▶ Task statement
Rewrite every entry from the line containing "task: outline the empty wooden surface" down to the end of the entries, changing "wooden" to "timber" and leaving everything else as it is. Leave the pictures out of your answer.

▶ Supplied records

## begin

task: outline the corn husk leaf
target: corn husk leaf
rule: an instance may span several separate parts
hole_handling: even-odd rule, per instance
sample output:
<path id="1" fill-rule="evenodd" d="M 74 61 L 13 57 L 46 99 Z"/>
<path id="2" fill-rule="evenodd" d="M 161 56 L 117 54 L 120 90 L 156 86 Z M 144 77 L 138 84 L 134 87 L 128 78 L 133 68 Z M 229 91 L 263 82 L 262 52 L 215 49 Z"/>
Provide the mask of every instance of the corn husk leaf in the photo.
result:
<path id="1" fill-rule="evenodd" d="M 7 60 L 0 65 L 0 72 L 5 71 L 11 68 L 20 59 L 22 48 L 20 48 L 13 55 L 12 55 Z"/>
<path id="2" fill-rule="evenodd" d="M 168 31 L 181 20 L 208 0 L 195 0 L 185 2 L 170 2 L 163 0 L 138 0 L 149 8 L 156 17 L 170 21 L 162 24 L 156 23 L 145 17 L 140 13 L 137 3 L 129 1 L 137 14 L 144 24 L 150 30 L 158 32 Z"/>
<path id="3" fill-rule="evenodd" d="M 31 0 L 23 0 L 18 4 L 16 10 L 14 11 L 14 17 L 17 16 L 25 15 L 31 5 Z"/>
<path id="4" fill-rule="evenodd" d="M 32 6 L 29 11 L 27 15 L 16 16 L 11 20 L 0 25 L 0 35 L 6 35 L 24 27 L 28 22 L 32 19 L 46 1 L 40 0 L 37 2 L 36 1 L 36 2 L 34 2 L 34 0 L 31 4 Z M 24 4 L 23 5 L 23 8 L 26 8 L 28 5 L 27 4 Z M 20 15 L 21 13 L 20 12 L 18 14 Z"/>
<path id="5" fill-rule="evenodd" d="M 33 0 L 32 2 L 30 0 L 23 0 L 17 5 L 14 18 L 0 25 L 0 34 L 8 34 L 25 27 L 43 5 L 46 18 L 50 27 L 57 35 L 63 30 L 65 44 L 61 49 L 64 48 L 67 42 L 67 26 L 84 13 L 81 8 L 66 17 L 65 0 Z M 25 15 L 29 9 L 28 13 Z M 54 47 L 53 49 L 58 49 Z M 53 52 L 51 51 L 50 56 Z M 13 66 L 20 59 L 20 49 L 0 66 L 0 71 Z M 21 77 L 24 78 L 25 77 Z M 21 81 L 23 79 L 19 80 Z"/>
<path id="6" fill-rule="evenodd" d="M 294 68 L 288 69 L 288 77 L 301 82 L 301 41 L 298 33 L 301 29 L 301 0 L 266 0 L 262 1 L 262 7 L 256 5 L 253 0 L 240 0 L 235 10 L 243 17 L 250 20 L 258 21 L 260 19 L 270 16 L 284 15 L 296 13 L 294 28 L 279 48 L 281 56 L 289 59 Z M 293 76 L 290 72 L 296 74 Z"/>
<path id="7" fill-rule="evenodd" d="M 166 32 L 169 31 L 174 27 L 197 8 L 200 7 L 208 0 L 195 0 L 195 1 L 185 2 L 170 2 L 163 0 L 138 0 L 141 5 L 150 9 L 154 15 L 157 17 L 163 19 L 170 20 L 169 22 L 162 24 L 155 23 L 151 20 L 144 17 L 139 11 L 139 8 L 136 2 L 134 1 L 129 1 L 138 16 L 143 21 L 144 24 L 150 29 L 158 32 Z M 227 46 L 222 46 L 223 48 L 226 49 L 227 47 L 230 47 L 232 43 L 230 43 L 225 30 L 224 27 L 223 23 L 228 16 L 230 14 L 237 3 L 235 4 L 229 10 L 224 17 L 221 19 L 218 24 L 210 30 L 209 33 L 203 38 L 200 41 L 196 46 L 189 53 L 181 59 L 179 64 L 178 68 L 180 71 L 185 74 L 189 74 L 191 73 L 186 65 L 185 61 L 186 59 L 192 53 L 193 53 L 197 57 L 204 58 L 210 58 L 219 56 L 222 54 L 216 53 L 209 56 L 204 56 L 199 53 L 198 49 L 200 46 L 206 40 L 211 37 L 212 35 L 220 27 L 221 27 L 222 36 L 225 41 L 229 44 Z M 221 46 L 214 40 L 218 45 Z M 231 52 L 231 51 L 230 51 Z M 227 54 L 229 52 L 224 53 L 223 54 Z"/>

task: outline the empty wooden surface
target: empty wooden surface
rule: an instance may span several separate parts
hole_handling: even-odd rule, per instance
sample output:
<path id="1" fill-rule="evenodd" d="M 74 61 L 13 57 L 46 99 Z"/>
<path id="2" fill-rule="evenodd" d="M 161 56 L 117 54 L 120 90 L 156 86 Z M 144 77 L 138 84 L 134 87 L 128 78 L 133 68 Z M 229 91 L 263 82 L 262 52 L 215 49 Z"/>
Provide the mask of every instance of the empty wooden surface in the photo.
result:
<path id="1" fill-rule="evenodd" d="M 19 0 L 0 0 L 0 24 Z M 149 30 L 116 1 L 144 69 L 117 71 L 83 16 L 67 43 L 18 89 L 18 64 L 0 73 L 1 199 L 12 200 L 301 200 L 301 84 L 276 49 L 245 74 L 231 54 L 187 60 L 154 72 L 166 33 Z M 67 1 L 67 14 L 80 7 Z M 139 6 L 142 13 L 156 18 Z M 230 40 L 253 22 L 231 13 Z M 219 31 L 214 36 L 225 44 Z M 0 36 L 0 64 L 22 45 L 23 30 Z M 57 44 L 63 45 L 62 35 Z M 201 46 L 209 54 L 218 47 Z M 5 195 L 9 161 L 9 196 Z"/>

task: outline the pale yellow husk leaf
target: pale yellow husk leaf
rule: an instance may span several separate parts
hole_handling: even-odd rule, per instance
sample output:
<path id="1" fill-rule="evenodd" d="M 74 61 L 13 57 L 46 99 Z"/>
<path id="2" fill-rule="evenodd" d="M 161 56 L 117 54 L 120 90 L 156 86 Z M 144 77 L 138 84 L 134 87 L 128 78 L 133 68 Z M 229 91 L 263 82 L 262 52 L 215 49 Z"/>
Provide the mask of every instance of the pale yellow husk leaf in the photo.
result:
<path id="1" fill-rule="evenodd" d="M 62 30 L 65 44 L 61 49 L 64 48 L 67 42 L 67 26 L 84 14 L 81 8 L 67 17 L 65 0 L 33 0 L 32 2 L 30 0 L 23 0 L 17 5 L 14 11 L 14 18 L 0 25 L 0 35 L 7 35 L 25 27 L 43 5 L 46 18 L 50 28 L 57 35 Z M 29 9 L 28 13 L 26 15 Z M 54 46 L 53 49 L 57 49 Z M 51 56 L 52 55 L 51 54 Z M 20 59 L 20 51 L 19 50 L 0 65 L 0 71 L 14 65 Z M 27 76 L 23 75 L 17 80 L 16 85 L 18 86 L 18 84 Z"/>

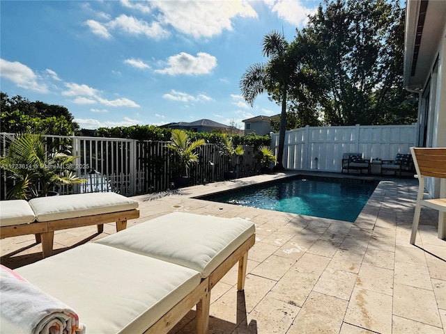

## end

▶ Response to the exercise
task: outline the empty timber surface
target: empty timber surface
rule: an instance may span several separate parts
hole_handling: even-odd rule, per instance
sample output:
<path id="1" fill-rule="evenodd" d="M 74 61 L 13 57 L 46 99 Z"/>
<path id="2" fill-rule="evenodd" d="M 161 56 L 117 54 L 120 90 L 156 86 Z M 144 77 L 138 84 L 134 87 L 128 78 L 133 68 Z M 229 91 L 263 82 L 262 52 L 215 49 Z"/>
Provide the mask of every instance of the empty timber surface in the photo.
result:
<path id="1" fill-rule="evenodd" d="M 19 0 L 0 0 L 0 24 Z M 149 30 L 116 1 L 144 69 L 117 71 L 83 16 L 67 43 L 18 89 L 18 64 L 0 73 L 1 199 L 12 200 L 301 200 L 301 84 L 276 49 L 245 74 L 231 54 L 187 60 L 154 72 L 166 33 Z M 67 1 L 67 14 L 80 7 Z M 139 6 L 142 13 L 156 18 Z M 230 40 L 253 22 L 231 13 Z M 219 31 L 214 36 L 225 44 Z M 0 36 L 0 64 L 22 45 L 23 30 Z M 57 44 L 63 45 L 62 35 Z M 201 46 L 209 54 L 218 47 Z M 5 195 L 9 161 L 9 196 Z"/>

task: outline the pale yellow husk leaf
target: pale yellow husk leaf
rule: an instance may span several separate parts
hole_handling: even-odd rule, per instance
sample output:
<path id="1" fill-rule="evenodd" d="M 74 61 L 13 57 L 46 99 Z"/>
<path id="2" fill-rule="evenodd" d="M 161 56 L 117 54 L 120 90 L 156 86 Z M 144 77 L 138 84 L 134 87 L 128 78 L 133 68 Z M 229 91 L 263 82 L 262 52 L 215 49 Z"/>
Provide the mask of every instance of the pale yellow husk leaf in the photo.
result:
<path id="1" fill-rule="evenodd" d="M 62 30 L 65 44 L 61 49 L 64 48 L 67 42 L 67 26 L 84 14 L 81 8 L 67 17 L 65 0 L 33 0 L 32 2 L 30 0 L 23 0 L 17 5 L 14 11 L 14 18 L 0 25 L 0 35 L 7 35 L 25 27 L 43 5 L 46 18 L 50 28 L 57 35 Z M 29 9 L 28 13 L 26 15 Z M 54 46 L 53 49 L 57 49 Z M 51 56 L 52 55 L 51 54 Z M 20 59 L 20 51 L 19 50 L 0 65 L 0 71 L 14 65 Z M 27 76 L 23 75 L 17 80 L 16 85 L 18 86 L 18 84 Z"/>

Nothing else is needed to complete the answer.